** Instructions for the task **
Show every line of the listing below that contains the word "green", matching case exactly.

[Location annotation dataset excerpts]
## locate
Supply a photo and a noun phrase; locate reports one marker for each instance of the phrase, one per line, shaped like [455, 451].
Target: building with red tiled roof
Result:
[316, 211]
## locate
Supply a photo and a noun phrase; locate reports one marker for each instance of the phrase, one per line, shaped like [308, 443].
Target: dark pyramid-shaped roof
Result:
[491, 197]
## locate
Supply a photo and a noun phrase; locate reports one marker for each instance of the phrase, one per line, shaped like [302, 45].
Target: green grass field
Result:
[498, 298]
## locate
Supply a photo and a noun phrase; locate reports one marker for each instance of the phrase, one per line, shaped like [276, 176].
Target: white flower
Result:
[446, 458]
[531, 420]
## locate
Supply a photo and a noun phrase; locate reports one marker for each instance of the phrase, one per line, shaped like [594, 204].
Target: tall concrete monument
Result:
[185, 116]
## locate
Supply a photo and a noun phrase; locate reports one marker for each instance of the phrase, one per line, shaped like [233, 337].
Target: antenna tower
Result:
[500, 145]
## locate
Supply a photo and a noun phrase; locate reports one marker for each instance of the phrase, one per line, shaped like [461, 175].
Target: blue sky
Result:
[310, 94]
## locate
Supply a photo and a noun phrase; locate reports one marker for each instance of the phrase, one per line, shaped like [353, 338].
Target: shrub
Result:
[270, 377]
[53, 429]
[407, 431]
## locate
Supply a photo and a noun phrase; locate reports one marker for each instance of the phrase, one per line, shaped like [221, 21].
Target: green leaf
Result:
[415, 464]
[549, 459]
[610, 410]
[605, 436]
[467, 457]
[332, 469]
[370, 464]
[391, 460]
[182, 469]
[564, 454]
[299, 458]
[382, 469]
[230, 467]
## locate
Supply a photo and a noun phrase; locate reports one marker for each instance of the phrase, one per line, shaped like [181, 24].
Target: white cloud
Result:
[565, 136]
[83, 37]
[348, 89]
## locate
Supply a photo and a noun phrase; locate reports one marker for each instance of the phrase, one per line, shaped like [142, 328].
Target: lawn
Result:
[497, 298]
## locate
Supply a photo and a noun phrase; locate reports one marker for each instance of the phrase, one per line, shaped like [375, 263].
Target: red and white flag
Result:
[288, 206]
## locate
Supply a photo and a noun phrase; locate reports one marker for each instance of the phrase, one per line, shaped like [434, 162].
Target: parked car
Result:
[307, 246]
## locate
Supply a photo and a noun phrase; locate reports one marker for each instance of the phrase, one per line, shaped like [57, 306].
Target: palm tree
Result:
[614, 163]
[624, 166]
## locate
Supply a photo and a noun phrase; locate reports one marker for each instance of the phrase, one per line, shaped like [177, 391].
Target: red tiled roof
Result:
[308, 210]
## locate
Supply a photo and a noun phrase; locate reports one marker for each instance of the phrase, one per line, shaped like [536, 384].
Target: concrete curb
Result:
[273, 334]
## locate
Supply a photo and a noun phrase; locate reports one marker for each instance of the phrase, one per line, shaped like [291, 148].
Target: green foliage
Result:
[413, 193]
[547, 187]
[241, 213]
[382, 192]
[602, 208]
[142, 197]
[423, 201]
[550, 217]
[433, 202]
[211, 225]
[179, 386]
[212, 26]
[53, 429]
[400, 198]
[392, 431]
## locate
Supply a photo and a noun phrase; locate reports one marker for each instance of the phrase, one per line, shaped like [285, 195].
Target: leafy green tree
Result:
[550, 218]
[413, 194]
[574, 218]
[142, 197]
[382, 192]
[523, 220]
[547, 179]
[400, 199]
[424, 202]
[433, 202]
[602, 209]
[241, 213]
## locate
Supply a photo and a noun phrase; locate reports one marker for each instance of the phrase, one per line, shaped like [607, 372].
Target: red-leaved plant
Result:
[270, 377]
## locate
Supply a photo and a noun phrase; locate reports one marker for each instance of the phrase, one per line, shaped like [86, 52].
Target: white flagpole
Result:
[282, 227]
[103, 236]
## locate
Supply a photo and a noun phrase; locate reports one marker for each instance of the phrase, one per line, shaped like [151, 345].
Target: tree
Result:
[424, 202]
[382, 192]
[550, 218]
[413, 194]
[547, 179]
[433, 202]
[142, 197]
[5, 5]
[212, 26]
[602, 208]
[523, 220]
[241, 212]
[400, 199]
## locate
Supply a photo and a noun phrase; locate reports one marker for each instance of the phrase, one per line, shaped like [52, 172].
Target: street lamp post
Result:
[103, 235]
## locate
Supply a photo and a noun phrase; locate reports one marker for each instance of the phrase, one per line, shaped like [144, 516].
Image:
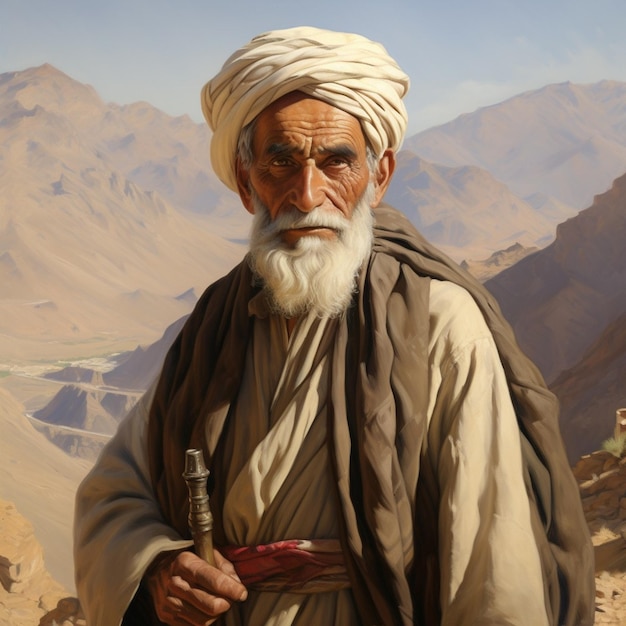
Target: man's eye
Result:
[337, 162]
[281, 162]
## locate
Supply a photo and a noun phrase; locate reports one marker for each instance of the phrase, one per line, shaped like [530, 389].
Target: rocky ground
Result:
[602, 479]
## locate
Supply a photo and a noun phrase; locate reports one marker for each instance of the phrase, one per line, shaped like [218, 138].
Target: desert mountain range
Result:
[112, 222]
[108, 212]
[565, 142]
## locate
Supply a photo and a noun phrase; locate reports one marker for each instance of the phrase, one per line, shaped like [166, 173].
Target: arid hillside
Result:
[562, 143]
[560, 299]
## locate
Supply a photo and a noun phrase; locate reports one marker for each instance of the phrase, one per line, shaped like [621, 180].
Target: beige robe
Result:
[490, 569]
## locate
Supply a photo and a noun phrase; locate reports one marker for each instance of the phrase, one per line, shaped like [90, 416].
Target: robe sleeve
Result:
[489, 562]
[118, 527]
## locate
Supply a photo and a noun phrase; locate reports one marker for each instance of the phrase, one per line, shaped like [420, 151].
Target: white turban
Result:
[347, 71]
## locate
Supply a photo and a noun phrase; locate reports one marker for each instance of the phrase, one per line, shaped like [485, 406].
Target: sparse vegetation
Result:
[615, 445]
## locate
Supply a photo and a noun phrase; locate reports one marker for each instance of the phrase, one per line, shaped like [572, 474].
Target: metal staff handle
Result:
[200, 518]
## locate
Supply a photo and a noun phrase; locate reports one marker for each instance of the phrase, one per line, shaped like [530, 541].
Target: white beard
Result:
[316, 275]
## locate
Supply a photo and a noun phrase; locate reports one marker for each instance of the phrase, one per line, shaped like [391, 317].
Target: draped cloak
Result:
[387, 489]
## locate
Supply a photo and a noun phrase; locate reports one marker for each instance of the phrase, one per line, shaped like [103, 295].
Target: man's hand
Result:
[187, 590]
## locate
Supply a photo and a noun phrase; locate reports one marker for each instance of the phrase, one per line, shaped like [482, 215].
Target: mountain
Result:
[464, 210]
[560, 299]
[592, 390]
[94, 252]
[27, 591]
[40, 479]
[566, 141]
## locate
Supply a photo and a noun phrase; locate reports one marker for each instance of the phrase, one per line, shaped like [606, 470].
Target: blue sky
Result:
[460, 54]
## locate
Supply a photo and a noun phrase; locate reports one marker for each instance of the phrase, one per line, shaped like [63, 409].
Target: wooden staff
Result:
[200, 517]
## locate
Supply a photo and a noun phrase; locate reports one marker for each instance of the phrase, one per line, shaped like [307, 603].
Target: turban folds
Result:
[344, 70]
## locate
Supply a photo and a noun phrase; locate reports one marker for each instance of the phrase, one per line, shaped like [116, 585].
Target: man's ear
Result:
[384, 172]
[243, 186]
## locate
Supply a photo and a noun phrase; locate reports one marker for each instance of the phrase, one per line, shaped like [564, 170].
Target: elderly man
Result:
[357, 397]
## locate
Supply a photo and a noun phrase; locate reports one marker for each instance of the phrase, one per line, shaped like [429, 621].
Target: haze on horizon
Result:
[459, 55]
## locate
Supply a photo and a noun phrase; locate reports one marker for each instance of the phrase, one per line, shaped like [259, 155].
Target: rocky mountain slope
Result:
[88, 255]
[560, 299]
[566, 141]
[464, 210]
[40, 479]
[28, 594]
[592, 391]
[108, 214]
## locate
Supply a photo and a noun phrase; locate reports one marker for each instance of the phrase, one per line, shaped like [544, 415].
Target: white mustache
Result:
[317, 218]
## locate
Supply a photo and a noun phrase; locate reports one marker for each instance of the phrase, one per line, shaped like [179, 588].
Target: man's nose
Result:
[308, 190]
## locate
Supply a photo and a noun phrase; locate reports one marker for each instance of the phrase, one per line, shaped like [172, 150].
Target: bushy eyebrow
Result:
[340, 150]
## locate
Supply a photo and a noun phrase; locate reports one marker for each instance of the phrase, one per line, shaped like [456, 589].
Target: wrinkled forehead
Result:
[301, 120]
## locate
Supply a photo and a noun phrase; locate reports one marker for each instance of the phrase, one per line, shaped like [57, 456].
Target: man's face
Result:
[306, 154]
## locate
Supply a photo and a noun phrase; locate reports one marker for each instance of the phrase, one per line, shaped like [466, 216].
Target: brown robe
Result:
[378, 410]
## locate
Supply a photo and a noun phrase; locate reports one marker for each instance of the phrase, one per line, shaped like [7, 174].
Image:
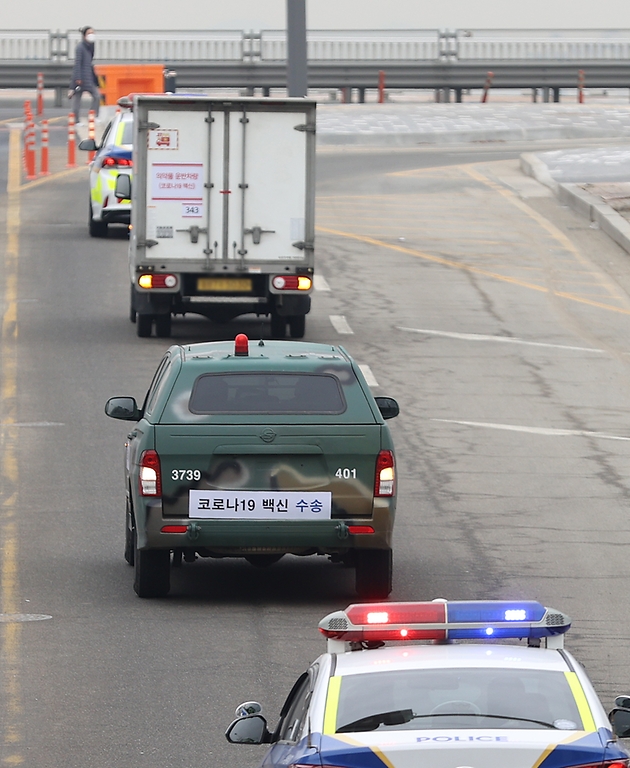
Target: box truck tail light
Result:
[157, 280]
[150, 474]
[292, 283]
[384, 484]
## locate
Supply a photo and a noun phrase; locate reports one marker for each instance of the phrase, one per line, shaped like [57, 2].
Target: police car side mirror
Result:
[248, 730]
[88, 145]
[122, 190]
[388, 407]
[124, 408]
[620, 719]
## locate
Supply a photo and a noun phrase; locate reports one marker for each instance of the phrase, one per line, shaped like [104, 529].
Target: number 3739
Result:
[185, 474]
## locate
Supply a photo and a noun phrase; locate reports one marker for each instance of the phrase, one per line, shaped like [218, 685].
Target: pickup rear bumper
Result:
[241, 537]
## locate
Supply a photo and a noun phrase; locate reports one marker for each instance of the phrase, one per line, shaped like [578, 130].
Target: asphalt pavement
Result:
[495, 315]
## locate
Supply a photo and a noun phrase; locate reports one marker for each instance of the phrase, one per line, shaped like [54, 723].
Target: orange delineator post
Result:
[91, 133]
[486, 87]
[40, 93]
[29, 142]
[381, 87]
[72, 149]
[121, 79]
[44, 169]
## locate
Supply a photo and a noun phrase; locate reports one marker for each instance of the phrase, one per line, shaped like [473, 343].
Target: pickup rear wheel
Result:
[152, 572]
[297, 326]
[373, 573]
[144, 324]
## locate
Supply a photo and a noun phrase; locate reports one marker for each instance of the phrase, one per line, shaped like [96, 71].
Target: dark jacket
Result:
[83, 69]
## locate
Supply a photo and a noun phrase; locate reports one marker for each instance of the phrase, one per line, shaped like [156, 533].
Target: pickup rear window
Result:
[267, 393]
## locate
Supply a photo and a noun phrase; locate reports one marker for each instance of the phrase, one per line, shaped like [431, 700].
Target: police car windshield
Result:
[456, 698]
[268, 393]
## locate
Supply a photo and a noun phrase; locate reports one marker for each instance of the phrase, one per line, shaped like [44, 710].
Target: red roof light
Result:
[241, 345]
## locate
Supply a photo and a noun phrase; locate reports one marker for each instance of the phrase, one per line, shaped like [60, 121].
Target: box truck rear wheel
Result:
[144, 324]
[297, 326]
[96, 228]
[132, 309]
[163, 325]
[278, 326]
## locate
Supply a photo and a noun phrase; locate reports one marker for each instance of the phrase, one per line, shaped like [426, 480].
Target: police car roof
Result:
[491, 656]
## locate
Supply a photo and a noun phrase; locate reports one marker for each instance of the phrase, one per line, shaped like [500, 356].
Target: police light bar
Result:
[443, 620]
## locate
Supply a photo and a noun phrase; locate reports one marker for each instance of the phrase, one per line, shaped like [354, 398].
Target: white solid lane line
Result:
[320, 284]
[340, 324]
[535, 430]
[506, 339]
[369, 376]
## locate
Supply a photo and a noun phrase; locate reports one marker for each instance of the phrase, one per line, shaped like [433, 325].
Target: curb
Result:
[412, 138]
[582, 202]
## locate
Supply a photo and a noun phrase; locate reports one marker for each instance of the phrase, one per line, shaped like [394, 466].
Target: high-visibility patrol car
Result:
[444, 703]
[258, 450]
[112, 158]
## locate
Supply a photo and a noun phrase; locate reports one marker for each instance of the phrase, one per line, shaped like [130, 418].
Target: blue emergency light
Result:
[442, 620]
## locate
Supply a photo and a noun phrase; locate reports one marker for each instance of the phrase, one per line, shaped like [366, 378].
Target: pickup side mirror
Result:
[88, 145]
[388, 407]
[122, 190]
[620, 719]
[124, 408]
[251, 729]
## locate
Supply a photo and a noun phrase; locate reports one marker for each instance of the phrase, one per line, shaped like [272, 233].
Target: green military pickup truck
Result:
[257, 450]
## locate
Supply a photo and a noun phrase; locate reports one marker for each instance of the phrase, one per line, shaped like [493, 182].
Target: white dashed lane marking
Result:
[535, 430]
[369, 376]
[340, 324]
[505, 339]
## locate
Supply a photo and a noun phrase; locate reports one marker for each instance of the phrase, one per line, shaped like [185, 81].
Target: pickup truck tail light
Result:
[385, 481]
[110, 162]
[150, 474]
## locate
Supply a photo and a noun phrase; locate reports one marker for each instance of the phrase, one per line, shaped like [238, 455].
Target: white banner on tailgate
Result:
[177, 181]
[259, 505]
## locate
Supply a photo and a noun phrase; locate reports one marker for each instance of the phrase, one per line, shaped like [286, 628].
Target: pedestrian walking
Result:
[84, 78]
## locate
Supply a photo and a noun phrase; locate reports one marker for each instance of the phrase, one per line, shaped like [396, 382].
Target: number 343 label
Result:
[192, 211]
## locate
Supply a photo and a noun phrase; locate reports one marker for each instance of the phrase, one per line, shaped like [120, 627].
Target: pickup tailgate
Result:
[336, 459]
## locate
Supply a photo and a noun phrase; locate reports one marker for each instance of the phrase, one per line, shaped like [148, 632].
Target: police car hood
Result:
[467, 749]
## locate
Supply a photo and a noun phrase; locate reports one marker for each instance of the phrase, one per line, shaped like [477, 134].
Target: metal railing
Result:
[323, 45]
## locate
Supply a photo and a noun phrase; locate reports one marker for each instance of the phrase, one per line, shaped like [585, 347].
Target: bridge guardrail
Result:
[323, 45]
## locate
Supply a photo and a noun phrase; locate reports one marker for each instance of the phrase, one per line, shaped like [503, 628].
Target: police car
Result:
[441, 703]
[112, 159]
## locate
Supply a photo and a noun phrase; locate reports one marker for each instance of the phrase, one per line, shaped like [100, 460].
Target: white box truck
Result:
[223, 207]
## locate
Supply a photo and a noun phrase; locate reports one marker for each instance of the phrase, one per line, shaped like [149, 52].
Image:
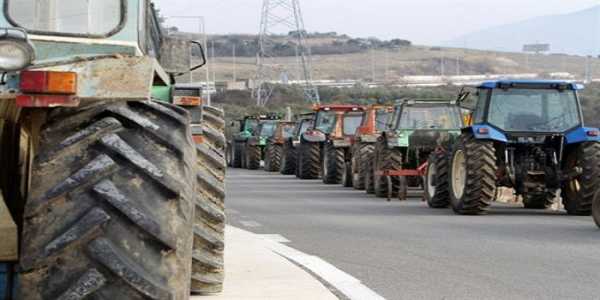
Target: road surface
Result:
[404, 250]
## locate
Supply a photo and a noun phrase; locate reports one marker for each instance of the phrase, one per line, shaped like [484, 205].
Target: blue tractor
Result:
[529, 136]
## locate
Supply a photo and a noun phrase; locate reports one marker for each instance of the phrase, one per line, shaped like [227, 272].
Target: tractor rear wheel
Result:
[110, 210]
[253, 155]
[309, 160]
[347, 174]
[578, 194]
[386, 159]
[360, 161]
[288, 159]
[436, 183]
[333, 164]
[273, 157]
[209, 221]
[472, 176]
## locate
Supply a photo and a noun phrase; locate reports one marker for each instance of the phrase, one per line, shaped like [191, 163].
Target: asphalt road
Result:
[404, 250]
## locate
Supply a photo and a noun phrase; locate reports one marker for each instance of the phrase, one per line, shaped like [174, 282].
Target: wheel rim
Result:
[431, 174]
[459, 174]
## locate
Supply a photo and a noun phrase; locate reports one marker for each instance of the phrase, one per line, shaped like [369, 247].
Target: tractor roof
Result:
[532, 84]
[338, 107]
[425, 102]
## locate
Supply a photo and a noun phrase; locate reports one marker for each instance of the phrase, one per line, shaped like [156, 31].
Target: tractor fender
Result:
[314, 136]
[583, 134]
[253, 141]
[240, 139]
[368, 138]
[486, 132]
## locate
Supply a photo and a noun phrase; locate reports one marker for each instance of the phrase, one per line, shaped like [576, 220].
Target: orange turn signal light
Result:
[49, 82]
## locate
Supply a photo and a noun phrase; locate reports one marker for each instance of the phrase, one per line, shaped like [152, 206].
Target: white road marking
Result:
[251, 224]
[275, 238]
[348, 285]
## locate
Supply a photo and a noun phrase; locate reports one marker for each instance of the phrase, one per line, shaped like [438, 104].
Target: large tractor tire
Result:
[253, 156]
[309, 160]
[472, 176]
[360, 161]
[209, 221]
[236, 154]
[578, 194]
[288, 159]
[333, 164]
[273, 157]
[542, 200]
[436, 183]
[110, 210]
[386, 159]
[347, 174]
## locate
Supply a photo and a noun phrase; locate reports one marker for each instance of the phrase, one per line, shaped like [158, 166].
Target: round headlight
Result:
[15, 55]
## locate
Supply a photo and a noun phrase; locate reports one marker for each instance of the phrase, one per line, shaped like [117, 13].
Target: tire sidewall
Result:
[457, 203]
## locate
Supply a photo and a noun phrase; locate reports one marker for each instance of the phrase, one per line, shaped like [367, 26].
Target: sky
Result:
[426, 22]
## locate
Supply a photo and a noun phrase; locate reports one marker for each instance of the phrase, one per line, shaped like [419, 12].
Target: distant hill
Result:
[326, 43]
[574, 33]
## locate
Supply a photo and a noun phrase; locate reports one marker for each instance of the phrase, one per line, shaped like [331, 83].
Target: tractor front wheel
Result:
[333, 164]
[386, 159]
[253, 155]
[472, 176]
[288, 159]
[543, 200]
[360, 159]
[273, 157]
[578, 193]
[436, 182]
[309, 160]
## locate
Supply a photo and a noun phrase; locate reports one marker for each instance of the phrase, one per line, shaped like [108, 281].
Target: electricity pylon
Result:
[284, 17]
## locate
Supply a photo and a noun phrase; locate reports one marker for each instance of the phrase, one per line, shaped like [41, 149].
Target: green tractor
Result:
[413, 150]
[111, 175]
[247, 148]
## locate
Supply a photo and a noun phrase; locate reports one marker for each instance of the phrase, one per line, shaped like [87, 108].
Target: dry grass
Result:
[414, 61]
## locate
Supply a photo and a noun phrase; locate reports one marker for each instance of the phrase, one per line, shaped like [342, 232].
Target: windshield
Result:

** Answer below **
Target: green grass field
Target: green leaf
Target: green foliage
Target: leafy green tree
Target: green military pickup truck
Target: green tractor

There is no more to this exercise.